» **Exercise materials**
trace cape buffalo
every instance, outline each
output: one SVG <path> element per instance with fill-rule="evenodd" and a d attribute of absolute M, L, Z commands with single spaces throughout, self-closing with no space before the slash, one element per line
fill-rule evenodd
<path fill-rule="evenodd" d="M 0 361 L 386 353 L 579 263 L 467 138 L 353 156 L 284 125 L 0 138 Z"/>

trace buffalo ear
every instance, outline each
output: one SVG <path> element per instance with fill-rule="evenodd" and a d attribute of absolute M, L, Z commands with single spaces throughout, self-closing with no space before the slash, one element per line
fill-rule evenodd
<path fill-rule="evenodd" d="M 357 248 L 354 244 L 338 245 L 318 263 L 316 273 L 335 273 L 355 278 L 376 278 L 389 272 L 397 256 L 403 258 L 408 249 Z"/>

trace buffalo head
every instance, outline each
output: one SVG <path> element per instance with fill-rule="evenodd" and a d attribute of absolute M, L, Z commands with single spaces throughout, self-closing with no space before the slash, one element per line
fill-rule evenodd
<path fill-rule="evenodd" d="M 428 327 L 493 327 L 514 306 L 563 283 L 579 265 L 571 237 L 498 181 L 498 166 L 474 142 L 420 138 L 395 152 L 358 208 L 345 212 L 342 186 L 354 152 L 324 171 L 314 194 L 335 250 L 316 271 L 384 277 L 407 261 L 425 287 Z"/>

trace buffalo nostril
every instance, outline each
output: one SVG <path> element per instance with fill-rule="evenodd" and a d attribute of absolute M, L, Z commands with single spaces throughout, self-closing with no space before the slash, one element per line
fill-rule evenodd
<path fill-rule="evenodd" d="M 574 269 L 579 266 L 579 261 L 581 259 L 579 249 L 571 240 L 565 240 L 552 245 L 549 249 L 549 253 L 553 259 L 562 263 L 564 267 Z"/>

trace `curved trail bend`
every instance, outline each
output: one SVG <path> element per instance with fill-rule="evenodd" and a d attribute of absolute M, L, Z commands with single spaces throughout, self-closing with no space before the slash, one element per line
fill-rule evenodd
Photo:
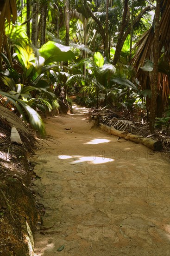
<path fill-rule="evenodd" d="M 47 120 L 58 143 L 45 141 L 33 157 L 41 177 L 34 189 L 45 208 L 35 256 L 169 256 L 169 162 L 118 142 L 93 127 L 87 109 L 74 108 Z"/>

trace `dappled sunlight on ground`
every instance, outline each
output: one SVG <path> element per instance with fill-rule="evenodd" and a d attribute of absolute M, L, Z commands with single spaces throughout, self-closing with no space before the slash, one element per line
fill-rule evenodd
<path fill-rule="evenodd" d="M 88 141 L 87 143 L 84 143 L 84 145 L 87 145 L 87 144 L 100 144 L 101 143 L 107 143 L 107 142 L 109 142 L 111 141 L 109 140 L 106 140 L 106 139 L 100 139 L 100 138 L 97 138 L 94 139 L 94 140 L 91 140 L 90 141 Z"/>

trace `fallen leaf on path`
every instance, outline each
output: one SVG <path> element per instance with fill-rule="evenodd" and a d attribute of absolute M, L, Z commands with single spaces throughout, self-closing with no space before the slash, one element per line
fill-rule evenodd
<path fill-rule="evenodd" d="M 61 251 L 63 250 L 63 249 L 64 248 L 64 245 L 62 245 L 62 246 L 61 246 L 58 249 L 57 249 L 57 251 Z"/>

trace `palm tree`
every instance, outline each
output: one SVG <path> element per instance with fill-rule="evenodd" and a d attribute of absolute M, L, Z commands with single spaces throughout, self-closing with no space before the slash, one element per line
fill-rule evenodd
<path fill-rule="evenodd" d="M 160 6 L 158 54 L 162 71 L 164 66 L 164 72 L 158 74 L 157 99 L 154 107 L 156 109 L 156 115 L 160 117 L 162 115 L 164 108 L 168 106 L 170 93 L 170 77 L 167 72 L 165 72 L 165 69 L 167 71 L 169 68 L 168 66 L 170 58 L 170 0 L 161 0 Z M 142 35 L 137 43 L 136 47 L 137 50 L 132 61 L 137 72 L 137 77 L 140 82 L 140 89 L 142 90 L 151 88 L 151 74 L 146 71 L 152 71 L 153 66 L 151 67 L 150 62 L 150 67 L 146 64 L 144 68 L 142 67 L 146 60 L 154 62 L 153 52 L 156 32 L 155 19 L 153 20 L 151 27 Z M 148 97 L 146 98 L 146 104 L 151 106 L 151 101 Z"/>
<path fill-rule="evenodd" d="M 13 15 L 12 19 L 11 15 Z M 3 40 L 5 37 L 4 26 L 6 19 L 7 20 L 8 26 L 10 26 L 11 20 L 15 23 L 17 17 L 16 2 L 15 0 L 3 0 L 1 1 L 0 7 L 0 53 Z"/>

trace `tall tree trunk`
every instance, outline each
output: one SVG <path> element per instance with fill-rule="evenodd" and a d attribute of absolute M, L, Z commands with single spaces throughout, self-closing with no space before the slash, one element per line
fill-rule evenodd
<path fill-rule="evenodd" d="M 132 0 L 132 11 L 131 17 L 131 39 L 130 41 L 130 50 L 129 50 L 129 62 L 132 59 L 132 42 L 133 36 L 133 13 L 134 13 L 134 0 Z"/>
<path fill-rule="evenodd" d="M 104 49 L 105 56 L 108 60 L 108 2 L 109 0 L 106 1 L 106 40 L 105 47 Z"/>
<path fill-rule="evenodd" d="M 38 35 L 38 14 L 37 10 L 38 8 L 38 0 L 33 2 L 32 5 L 32 34 L 31 40 L 32 44 L 37 47 Z"/>
<path fill-rule="evenodd" d="M 26 0 L 26 20 L 29 21 L 26 23 L 26 34 L 29 40 L 30 40 L 30 0 Z"/>
<path fill-rule="evenodd" d="M 45 5 L 44 7 L 44 28 L 43 28 L 43 44 L 45 43 L 46 26 L 47 24 L 47 6 Z"/>
<path fill-rule="evenodd" d="M 40 23 L 40 32 L 41 32 L 41 35 L 40 35 L 40 45 L 42 46 L 44 45 L 44 7 L 43 7 L 41 9 L 41 17 L 40 20 L 41 20 Z"/>
<path fill-rule="evenodd" d="M 66 35 L 65 44 L 69 45 L 69 0 L 66 0 L 65 2 L 65 24 L 66 24 Z"/>
<path fill-rule="evenodd" d="M 157 7 L 155 11 L 155 35 L 153 42 L 153 69 L 151 76 L 151 97 L 150 109 L 150 127 L 151 132 L 154 131 L 155 115 L 157 104 L 157 87 L 158 64 L 159 57 L 159 24 L 161 0 L 157 0 Z"/>
<path fill-rule="evenodd" d="M 113 62 L 113 64 L 114 65 L 115 65 L 117 63 L 119 60 L 121 50 L 124 44 L 124 42 L 122 41 L 122 37 L 125 31 L 126 27 L 127 26 L 126 16 L 128 12 L 128 1 L 129 0 L 124 0 L 124 9 L 123 13 L 122 20 L 121 22 L 120 32 L 119 33 L 114 59 Z"/>

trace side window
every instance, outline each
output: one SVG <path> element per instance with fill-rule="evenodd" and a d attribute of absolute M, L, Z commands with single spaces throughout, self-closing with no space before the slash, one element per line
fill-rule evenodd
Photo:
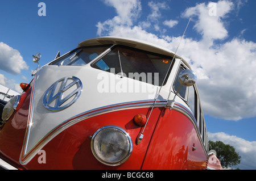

» **What to work on**
Scale the records between the lines holding "trace buffalo nostril" and "47 120 L 58", inclusive. Write out every line in that span except the pictures, multiplying each coordinate in the path outlines by 2.4 and rounding to whole numbers with halves rounded up.

» **Completed exercise**
trace buffalo nostril
every instance, outline each
output: one SVG <path> element per instance with fill-rule="evenodd" and a d attribute of absolute M, L, Z commands with single spaces throughout, self-closing with no space before the slash, one element per line
fill-rule evenodd
<path fill-rule="evenodd" d="M 1378 646 L 1390 638 L 1390 626 L 1394 622 L 1390 598 L 1370 576 L 1356 576 L 1325 588 L 1318 598 L 1318 607 L 1327 622 L 1349 631 L 1354 641 Z"/>

trace `curved trail bend`
every instance, outline each
output: one SVG <path> element per instance with fill-rule="evenodd" and a d attribute of absolute M, L, Z commands with single spaces throughout, self-closing with no space before the slash, one element per line
fill-rule evenodd
Photo:
<path fill-rule="evenodd" d="M 113 288 L 139 343 L 108 338 L 79 377 L 98 425 L 82 454 L 108 499 L 84 614 L 406 614 L 406 389 L 283 341 L 223 305 L 209 262 L 178 259 Z"/>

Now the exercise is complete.